Work instructions :: Return the material word for word. Do not include the pictures.

[Collection entries]
=====

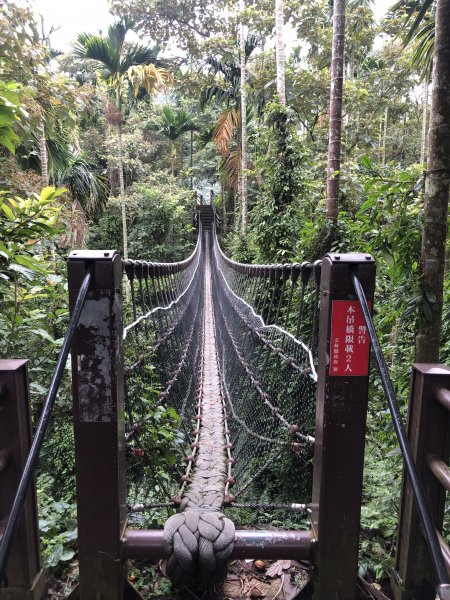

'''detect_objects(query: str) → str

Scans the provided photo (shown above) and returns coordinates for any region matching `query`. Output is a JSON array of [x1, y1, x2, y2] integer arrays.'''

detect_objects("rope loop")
[[164, 509, 235, 584]]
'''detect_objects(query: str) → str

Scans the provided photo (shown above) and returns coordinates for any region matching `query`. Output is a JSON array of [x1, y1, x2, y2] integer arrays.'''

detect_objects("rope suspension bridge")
[[0, 206, 450, 600]]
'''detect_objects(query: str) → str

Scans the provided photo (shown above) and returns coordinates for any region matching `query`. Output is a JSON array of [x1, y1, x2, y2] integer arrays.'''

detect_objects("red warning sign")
[[330, 300, 371, 377]]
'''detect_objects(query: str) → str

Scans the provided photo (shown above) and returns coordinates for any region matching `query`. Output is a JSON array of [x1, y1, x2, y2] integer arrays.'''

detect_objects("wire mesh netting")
[[120, 225, 320, 523], [212, 234, 319, 510], [124, 230, 204, 512]]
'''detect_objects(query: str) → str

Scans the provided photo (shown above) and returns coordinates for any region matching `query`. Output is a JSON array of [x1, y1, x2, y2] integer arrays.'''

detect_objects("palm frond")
[[213, 108, 241, 157], [126, 65, 173, 96], [74, 33, 120, 80], [245, 33, 261, 58], [200, 84, 237, 110], [120, 44, 160, 73], [413, 19, 435, 80], [219, 150, 240, 192], [106, 20, 130, 52]]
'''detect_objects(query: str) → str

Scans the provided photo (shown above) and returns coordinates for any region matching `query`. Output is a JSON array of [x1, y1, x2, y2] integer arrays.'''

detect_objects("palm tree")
[[151, 106, 198, 176], [74, 20, 172, 260], [390, 0, 435, 81], [326, 0, 345, 221], [415, 0, 450, 363], [239, 0, 248, 237], [275, 0, 286, 106], [200, 35, 260, 226]]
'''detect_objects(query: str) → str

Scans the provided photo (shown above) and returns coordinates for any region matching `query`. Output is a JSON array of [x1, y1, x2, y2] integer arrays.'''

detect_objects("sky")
[[33, 0, 394, 51]]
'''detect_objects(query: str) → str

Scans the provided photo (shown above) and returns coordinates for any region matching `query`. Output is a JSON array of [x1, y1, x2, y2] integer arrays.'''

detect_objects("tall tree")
[[239, 0, 248, 237], [416, 0, 450, 362], [275, 0, 286, 106], [152, 106, 198, 176], [74, 20, 171, 260], [326, 0, 345, 221]]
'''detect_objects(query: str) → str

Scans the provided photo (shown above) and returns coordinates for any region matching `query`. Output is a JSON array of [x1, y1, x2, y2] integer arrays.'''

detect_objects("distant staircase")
[[197, 204, 214, 231]]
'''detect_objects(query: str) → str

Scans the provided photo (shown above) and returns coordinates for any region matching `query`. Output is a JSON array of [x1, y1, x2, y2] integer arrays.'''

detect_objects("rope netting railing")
[[124, 227, 204, 513], [212, 238, 319, 514], [124, 223, 320, 582]]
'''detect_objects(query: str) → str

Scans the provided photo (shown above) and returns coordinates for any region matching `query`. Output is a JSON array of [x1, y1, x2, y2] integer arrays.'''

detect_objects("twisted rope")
[[164, 235, 235, 584]]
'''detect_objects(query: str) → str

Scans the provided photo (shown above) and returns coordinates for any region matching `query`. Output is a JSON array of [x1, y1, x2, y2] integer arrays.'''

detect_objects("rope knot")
[[164, 508, 235, 584]]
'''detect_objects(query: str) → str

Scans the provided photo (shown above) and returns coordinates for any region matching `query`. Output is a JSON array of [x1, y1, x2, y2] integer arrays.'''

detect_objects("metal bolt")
[[0, 450, 11, 473]]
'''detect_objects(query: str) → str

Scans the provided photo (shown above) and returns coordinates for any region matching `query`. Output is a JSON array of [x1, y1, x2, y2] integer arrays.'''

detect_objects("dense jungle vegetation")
[[0, 0, 450, 593]]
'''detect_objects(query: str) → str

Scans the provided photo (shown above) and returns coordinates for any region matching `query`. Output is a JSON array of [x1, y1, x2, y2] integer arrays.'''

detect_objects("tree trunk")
[[117, 121, 128, 260], [39, 118, 49, 186], [239, 0, 248, 237], [189, 130, 194, 190], [326, 0, 345, 221], [381, 106, 389, 167], [416, 0, 450, 362], [420, 76, 428, 164], [220, 179, 228, 235], [275, 0, 286, 106]]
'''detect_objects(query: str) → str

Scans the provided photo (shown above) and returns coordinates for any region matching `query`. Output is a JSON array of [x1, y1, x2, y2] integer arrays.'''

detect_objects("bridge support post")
[[391, 364, 450, 600], [312, 253, 375, 600], [68, 251, 134, 600], [0, 360, 47, 600]]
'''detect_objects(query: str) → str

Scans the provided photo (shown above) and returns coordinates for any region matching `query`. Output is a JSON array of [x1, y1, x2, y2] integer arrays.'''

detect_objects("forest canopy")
[[0, 0, 450, 597]]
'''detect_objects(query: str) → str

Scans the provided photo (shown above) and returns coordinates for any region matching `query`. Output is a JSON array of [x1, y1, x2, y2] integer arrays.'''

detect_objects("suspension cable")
[[351, 272, 450, 600], [0, 264, 94, 581]]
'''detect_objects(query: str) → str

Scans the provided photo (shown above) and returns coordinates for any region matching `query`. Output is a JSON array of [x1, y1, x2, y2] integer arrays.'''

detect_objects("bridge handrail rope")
[[123, 227, 201, 340], [351, 273, 450, 600], [0, 265, 94, 581], [214, 236, 317, 381]]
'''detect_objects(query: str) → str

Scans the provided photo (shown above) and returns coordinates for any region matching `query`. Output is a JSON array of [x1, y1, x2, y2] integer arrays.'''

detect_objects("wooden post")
[[391, 363, 450, 600], [0, 360, 47, 600], [68, 251, 134, 600], [312, 254, 375, 600]]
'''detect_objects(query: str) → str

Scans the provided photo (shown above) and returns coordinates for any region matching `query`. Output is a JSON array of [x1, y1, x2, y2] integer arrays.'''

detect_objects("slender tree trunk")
[[239, 0, 248, 237], [416, 0, 450, 362], [220, 178, 228, 235], [189, 130, 194, 190], [117, 121, 128, 260], [39, 117, 49, 186], [381, 106, 389, 167], [275, 0, 286, 106], [420, 76, 428, 164], [326, 0, 345, 221]]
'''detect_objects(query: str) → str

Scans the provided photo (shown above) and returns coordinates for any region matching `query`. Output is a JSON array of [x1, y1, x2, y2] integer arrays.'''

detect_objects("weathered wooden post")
[[312, 253, 375, 600], [391, 364, 450, 600], [0, 360, 47, 600], [68, 251, 137, 600]]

=====

Exercise solution ::
'''detect_objects(query: str) → str

Scans the provided photo (shown above) and returns coordinates for any region matching `query`. Output is a JSON array of [x1, y1, x2, y2] integer arrays.'''

detect_objects("rope loop")
[[164, 509, 235, 584]]
'''detect_objects(query: str) → str

Scans the provided photo (shown above) and returns coordinates for any region matching `query`. Output is a JSON array of [x1, y1, x2, y2] integer arrays.'''

detect_objects("rope suspension bridge")
[[0, 206, 450, 600]]
'''detect_objects(query: str) → str

Scans the provided photo (shown above) and returns coordinates for any region matching `query`. Output is a JSON array of [x1, y1, x2, y2] integer arrays.'''

detect_objects("red warning sign")
[[330, 300, 371, 377]]
'''detect_objects(query: str) → str

Scans the provided photo (shown above) and returns coordinates for any region matching `query`. Output is a JSON array of [x1, y1, x2, y2] integer arrays.'''

detect_objects("wire mesh netting")
[[120, 225, 320, 523], [212, 234, 319, 510], [124, 230, 204, 512]]
'''detect_objects(query: str) → str

Scans the provided photo (shown above) and returns coordinates for any region matching `query`. Output is a JSON array of [x1, y1, x2, y2] integer arrays.'''

detect_objects("palm frond")
[[213, 108, 241, 157], [126, 65, 173, 96], [74, 33, 120, 80], [245, 33, 261, 58], [200, 84, 237, 110], [120, 44, 160, 73], [413, 19, 435, 80], [219, 150, 240, 192], [106, 20, 130, 52]]
'''detect_objects(query: str) → str

Scans the provided photo (shown above) and returns coordinates for any region matching `query`. Output is a JSON array of [x1, y1, x2, y2] integer arrays.'''

detect_objects("palm tree")
[[151, 106, 198, 176], [74, 20, 172, 260], [390, 0, 435, 81], [326, 0, 345, 221], [415, 0, 450, 363], [239, 0, 248, 237], [275, 0, 286, 106], [200, 35, 260, 226]]
'''detect_objects(query: str) → str

Scans the provided photo (shown above) and returns coordinates for any region matching `query`. Output is a JSON array of [x1, y1, x2, y2] integer arrays.'''

detect_objects("sky")
[[33, 0, 394, 51]]
'''detect_objects(query: str) → str

Scans the provided photo (shown above) and returns coordinates for any region matching `query`. Output is a JSON array of [x1, y1, x2, y2] integer arrays.'''

detect_objects("tall tree")
[[239, 0, 248, 237], [416, 0, 450, 362], [275, 0, 286, 106], [152, 106, 198, 176], [74, 20, 171, 260], [326, 0, 345, 221]]
'''detect_objects(query: str) → str

Scans the provided photo (shown above) and returns coordinates for any region matching `query`. Output is a JSON array of [x1, y1, x2, y2] integer arrays.'''

detect_objects("distant staircase")
[[197, 204, 214, 231]]
'''detect_objects(query: str) → str

Scans the provided photo (shown above) and returns coordinates for any region matching `query`. Output is a JSON array of [x1, y1, x2, y2] integer arrays.'''

detect_objects("rope netting railing")
[[124, 227, 204, 513], [212, 238, 319, 514], [124, 223, 320, 582]]
'''detect_objects(query: str) → str

Scans the provided photo (shown above) and returns coordinates for any region matching `query`. Output is a JSON array of [x1, y1, x2, y2] integer arrays.'''

detect_objects("twisted rope")
[[164, 235, 235, 584]]
'''detect_objects(query: str) → str

Scans the provided photo (shown above) and returns coordinates for any region matching `query`. Output is a JSON array of [x1, y1, x2, y2] integer arrays.'''

detect_objects("rope knot")
[[164, 508, 235, 584]]
'''detect_objects(query: str) → str

Scans the provided photo (shown above) and returns coordinates for any region matching `query`. Output is a JSON array of [x1, y1, x2, y2] integer arrays.'''

detect_objects("metal bolt")
[[0, 450, 11, 473]]
'''detect_objects(query: str) → str

Scans the provided photo (shown above) and returns coordinates for any region matching `query`. Output is a JSON array of [x1, y1, x2, y2] integer arrays.'''

detect_objects("dense jungle vegetation")
[[0, 0, 450, 593]]
'''detect_objects(query: str) → str

Scans the provided photo (shown above) and returns coordinates for any region matching `query`. Output is a JSON array of [x1, y1, x2, y2] integer arrays.'''

detect_objects("tree trunk")
[[117, 121, 128, 260], [39, 118, 49, 186], [239, 0, 248, 237], [189, 130, 194, 190], [326, 0, 345, 221], [381, 106, 389, 167], [416, 0, 450, 362], [420, 76, 428, 164], [220, 179, 228, 235], [275, 0, 286, 106]]
'''detect_objects(query: str) → str

Scans the provided photo (shown above) and returns coordinates for any region matching `query`. Output is a JSON array of [x1, y1, x2, y2] integer arrays.'''

detect_objects("bridge support post")
[[391, 364, 450, 600], [312, 253, 375, 600], [68, 251, 134, 600], [0, 360, 47, 600]]
'''detect_objects(query: str) → str

Scans the provided photo (shown above) and returns coordinates for any region matching `query`. Output is a JSON array of [x1, y1, x2, y2] integer arrays.'''

detect_objects("forest canopy")
[[0, 0, 450, 597]]
'''detect_objects(query: str) → str

Scans the provided photo (shown above) and returns coordinates for any region matching `query`. Output is a JSON array of [x1, y1, x2, y2] integer arrays.'''

detect_objects("suspension cable")
[[351, 272, 450, 600], [0, 264, 94, 581]]
'''detect_objects(query: str) → str

Scans the provided photo (shown above) and returns coordinates for any region matching `query`. Output is a JSON array of [x1, y1, x2, y2] integer arrays.'''

detect_objects("bridge handrail rope")
[[123, 227, 201, 340], [351, 273, 450, 600], [0, 265, 94, 581], [214, 236, 317, 381]]
'''detect_objects(query: str) → str

Scans the provided photo (shown above) and returns coordinates for any region matching `query`. Output is a JSON array of [x1, y1, x2, y2] integer arrays.'''

detect_objects("wooden post")
[[391, 363, 450, 600], [0, 360, 47, 600], [68, 251, 134, 600], [312, 254, 375, 600]]
'''detect_objects(query: str) → str

Scans the provided photo (shown above) and returns coordinates for any region matching `query`. Output is a JSON array of [x1, y1, x2, y2] integer arrays.'''

detect_objects("slender tree trunk")
[[239, 0, 248, 237], [416, 0, 450, 362], [220, 178, 228, 235], [189, 130, 194, 190], [117, 121, 128, 260], [39, 117, 49, 186], [381, 106, 389, 167], [275, 0, 286, 106], [420, 76, 428, 164], [326, 0, 345, 221]]
'''detect_objects(query: str) → str

Scans the provided photo (shown above) and returns coordinates for any region matching `query`. Output is a JSON array of [x1, y1, x2, y2] integer arrays.'''

detect_objects("weathered wooden post")
[[312, 253, 375, 600], [391, 364, 450, 600], [0, 360, 47, 600], [68, 251, 137, 600]]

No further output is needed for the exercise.